## INSTRUCTIONS FOR THE TASK
Reproduce, without any change, the records from the line holding "Return the outline of every instance of the yellow" through the line holding "195 65 L 195", both of those lines included.

## DATA ENTRIES
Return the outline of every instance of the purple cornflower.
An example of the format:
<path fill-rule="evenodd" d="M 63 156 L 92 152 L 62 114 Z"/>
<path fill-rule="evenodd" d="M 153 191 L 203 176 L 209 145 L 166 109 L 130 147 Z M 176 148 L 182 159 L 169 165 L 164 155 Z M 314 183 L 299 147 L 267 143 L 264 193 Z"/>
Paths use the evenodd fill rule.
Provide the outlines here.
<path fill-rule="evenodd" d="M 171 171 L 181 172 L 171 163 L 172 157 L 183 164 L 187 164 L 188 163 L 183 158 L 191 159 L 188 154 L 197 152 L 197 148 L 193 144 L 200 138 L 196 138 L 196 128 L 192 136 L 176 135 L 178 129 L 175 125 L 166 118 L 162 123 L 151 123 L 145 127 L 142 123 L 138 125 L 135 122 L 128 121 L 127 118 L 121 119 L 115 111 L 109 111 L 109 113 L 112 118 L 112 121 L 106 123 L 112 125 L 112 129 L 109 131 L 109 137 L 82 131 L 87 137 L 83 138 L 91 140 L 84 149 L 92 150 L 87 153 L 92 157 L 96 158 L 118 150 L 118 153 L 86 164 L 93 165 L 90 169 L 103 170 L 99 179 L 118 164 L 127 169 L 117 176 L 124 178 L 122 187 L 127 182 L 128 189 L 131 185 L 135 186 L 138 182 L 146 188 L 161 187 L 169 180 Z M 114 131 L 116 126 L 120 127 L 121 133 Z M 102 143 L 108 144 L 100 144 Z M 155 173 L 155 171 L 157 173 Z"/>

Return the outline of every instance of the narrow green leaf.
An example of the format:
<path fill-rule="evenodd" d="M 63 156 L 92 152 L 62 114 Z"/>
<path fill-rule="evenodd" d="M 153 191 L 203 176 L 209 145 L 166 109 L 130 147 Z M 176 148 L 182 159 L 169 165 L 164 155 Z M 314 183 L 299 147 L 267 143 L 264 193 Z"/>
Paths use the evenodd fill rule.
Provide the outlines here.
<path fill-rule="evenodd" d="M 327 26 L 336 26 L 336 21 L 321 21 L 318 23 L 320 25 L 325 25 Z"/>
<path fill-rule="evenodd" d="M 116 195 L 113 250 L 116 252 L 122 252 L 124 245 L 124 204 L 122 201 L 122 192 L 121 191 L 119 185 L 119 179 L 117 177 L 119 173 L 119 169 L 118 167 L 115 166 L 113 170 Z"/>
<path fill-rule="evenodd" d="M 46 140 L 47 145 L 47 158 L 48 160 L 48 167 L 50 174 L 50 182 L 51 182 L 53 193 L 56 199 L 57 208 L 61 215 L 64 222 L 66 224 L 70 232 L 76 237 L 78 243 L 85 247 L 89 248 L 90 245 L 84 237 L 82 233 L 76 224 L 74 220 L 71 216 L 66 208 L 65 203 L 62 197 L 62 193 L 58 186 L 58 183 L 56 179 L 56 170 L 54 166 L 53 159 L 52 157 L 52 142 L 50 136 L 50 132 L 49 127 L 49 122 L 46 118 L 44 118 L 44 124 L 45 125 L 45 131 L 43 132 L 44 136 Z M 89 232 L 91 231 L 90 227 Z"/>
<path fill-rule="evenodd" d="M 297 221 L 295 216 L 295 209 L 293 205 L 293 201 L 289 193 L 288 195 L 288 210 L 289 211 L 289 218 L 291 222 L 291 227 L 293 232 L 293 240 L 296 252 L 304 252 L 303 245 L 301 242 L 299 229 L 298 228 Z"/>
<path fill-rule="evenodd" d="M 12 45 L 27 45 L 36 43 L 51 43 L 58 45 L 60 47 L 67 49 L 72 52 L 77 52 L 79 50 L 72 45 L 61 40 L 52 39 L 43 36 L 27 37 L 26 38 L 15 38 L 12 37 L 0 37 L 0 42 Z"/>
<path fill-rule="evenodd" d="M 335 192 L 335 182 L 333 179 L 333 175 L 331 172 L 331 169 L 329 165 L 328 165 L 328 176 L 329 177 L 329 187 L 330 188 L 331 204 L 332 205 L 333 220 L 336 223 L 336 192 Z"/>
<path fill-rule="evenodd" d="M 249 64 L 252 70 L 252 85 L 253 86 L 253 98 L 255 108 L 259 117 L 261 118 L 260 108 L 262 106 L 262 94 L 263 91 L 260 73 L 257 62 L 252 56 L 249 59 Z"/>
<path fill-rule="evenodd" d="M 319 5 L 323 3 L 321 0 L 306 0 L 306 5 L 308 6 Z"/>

...

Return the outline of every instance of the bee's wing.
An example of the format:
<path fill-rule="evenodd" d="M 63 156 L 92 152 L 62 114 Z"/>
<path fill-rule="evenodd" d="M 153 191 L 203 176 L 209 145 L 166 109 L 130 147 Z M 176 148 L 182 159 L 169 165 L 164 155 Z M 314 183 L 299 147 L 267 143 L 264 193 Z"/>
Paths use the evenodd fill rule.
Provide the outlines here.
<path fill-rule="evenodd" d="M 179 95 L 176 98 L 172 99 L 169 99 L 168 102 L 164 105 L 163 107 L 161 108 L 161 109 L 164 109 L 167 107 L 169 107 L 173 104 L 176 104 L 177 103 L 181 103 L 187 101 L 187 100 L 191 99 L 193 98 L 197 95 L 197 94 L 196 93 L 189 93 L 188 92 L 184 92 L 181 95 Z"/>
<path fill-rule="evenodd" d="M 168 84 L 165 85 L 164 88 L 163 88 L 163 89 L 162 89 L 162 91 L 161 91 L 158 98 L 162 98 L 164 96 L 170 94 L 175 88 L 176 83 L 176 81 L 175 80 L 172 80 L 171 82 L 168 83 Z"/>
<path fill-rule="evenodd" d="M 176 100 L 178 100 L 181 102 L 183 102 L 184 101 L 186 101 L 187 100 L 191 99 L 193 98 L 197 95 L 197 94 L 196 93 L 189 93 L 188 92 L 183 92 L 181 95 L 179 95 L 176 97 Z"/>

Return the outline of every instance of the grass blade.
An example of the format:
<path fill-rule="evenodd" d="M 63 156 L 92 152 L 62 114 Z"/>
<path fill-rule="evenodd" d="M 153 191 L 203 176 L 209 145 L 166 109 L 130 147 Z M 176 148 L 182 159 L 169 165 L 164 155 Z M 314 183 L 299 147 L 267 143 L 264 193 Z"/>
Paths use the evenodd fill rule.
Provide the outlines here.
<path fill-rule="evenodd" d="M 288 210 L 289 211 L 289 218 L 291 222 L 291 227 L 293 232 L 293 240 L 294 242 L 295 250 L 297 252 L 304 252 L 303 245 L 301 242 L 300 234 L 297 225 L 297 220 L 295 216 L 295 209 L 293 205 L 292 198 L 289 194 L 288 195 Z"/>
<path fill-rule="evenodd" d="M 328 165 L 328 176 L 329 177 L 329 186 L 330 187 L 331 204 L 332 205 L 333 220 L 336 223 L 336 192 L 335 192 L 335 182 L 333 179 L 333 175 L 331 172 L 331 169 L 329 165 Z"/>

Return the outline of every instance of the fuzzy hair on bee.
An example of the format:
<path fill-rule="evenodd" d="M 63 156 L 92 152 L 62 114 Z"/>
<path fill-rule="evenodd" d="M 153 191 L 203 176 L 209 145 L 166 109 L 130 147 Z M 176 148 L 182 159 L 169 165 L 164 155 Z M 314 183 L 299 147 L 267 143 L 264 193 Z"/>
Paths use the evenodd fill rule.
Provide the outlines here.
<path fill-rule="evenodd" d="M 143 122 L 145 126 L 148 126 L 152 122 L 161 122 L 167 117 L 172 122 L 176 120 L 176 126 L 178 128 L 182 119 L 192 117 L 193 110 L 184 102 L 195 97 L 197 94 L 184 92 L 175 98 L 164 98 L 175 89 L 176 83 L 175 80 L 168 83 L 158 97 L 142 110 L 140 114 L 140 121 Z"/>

==

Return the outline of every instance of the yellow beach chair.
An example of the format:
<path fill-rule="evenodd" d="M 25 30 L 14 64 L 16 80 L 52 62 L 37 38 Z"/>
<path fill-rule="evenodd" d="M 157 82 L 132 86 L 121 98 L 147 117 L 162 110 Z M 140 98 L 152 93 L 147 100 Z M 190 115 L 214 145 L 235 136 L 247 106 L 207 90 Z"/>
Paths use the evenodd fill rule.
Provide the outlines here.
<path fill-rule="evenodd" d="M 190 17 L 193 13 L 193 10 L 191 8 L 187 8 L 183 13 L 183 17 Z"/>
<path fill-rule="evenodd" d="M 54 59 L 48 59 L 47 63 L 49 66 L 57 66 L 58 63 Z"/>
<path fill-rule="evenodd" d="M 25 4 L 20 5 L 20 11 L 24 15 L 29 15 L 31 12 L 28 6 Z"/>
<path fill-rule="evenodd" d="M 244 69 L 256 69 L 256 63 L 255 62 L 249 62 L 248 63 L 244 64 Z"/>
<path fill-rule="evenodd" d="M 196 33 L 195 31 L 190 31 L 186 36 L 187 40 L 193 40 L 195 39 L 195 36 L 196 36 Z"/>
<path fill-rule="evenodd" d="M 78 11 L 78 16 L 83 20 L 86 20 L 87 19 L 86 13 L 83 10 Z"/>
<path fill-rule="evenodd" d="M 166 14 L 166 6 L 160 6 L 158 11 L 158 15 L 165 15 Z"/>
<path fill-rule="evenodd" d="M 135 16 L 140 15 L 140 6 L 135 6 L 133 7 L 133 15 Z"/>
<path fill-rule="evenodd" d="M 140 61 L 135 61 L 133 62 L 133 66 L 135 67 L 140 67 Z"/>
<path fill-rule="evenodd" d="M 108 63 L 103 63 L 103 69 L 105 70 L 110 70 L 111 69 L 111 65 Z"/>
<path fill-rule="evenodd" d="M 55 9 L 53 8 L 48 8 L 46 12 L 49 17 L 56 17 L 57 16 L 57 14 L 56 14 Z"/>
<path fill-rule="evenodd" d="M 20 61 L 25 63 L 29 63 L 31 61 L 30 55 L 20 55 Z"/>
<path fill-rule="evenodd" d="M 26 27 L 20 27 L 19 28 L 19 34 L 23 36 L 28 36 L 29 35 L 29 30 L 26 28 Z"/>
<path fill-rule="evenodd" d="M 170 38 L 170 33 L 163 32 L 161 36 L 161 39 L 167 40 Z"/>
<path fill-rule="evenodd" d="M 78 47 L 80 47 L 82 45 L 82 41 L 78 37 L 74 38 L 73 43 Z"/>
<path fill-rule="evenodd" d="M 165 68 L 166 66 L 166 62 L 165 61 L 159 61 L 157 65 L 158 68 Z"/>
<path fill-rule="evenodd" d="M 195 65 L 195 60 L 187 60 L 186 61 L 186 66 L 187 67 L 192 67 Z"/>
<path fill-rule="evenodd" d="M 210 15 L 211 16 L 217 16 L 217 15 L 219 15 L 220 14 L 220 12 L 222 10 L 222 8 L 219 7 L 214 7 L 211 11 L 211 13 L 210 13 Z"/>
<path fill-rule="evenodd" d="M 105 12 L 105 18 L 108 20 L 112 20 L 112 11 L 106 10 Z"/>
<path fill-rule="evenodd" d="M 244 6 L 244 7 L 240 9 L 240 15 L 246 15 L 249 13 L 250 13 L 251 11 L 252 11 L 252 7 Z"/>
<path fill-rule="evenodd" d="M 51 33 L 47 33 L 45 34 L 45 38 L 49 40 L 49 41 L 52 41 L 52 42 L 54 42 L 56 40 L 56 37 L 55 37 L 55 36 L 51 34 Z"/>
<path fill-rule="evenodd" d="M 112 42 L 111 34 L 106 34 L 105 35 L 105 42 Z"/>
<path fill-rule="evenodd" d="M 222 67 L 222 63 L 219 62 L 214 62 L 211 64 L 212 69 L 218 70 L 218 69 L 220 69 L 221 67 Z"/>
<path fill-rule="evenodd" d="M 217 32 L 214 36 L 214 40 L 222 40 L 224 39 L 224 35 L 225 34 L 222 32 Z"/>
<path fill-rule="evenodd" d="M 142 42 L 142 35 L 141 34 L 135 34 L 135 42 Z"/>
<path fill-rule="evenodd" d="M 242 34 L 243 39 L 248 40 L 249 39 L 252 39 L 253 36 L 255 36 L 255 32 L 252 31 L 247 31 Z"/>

## TASK SOLUTION
Return the outline of every instance of the yellow beach chair.
An example of the format:
<path fill-rule="evenodd" d="M 25 30 L 14 64 L 16 80 L 52 62 L 37 38 Z"/>
<path fill-rule="evenodd" d="M 157 82 L 132 86 L 121 98 L 147 117 L 162 110 Z M 140 98 L 152 93 L 147 100 Z M 190 115 L 214 145 L 235 136 L 247 106 L 207 90 Z"/>
Paths use the evenodd fill rule.
Provide the outlines here.
<path fill-rule="evenodd" d="M 190 17 L 193 13 L 193 10 L 191 8 L 187 8 L 183 13 L 183 17 Z"/>
<path fill-rule="evenodd" d="M 54 59 L 48 59 L 47 63 L 49 66 L 57 66 L 58 63 Z"/>
<path fill-rule="evenodd" d="M 25 4 L 20 5 L 20 11 L 24 15 L 29 15 L 31 12 L 28 6 Z"/>
<path fill-rule="evenodd" d="M 244 69 L 256 69 L 256 63 L 255 62 L 249 62 L 248 63 L 244 64 Z"/>
<path fill-rule="evenodd" d="M 196 33 L 195 31 L 190 31 L 186 36 L 187 40 L 193 40 L 195 39 L 195 36 L 196 36 Z"/>
<path fill-rule="evenodd" d="M 78 11 L 78 16 L 83 20 L 86 20 L 87 19 L 86 13 L 83 10 Z"/>
<path fill-rule="evenodd" d="M 166 14 L 166 6 L 160 6 L 158 11 L 158 15 L 165 15 Z"/>
<path fill-rule="evenodd" d="M 135 16 L 140 15 L 140 6 L 135 6 L 133 7 L 133 15 Z"/>
<path fill-rule="evenodd" d="M 140 61 L 135 61 L 133 62 L 133 66 L 135 67 L 140 67 Z"/>
<path fill-rule="evenodd" d="M 108 63 L 103 63 L 103 69 L 105 70 L 110 70 L 111 69 L 111 65 Z"/>
<path fill-rule="evenodd" d="M 55 9 L 53 8 L 48 8 L 46 12 L 49 17 L 56 17 L 57 16 L 57 14 L 56 14 Z"/>
<path fill-rule="evenodd" d="M 20 61 L 25 63 L 29 63 L 31 61 L 30 55 L 20 55 Z"/>
<path fill-rule="evenodd" d="M 26 27 L 20 27 L 19 28 L 19 34 L 23 36 L 28 36 L 29 35 L 29 30 L 26 28 Z"/>
<path fill-rule="evenodd" d="M 170 38 L 170 33 L 163 32 L 161 36 L 161 39 L 167 40 Z"/>
<path fill-rule="evenodd" d="M 78 47 L 80 47 L 82 45 L 82 41 L 78 37 L 74 38 L 73 43 Z"/>
<path fill-rule="evenodd" d="M 165 68 L 166 66 L 166 62 L 165 61 L 159 61 L 157 65 L 158 68 Z"/>
<path fill-rule="evenodd" d="M 195 65 L 195 60 L 187 60 L 186 61 L 186 66 L 187 67 L 192 67 Z"/>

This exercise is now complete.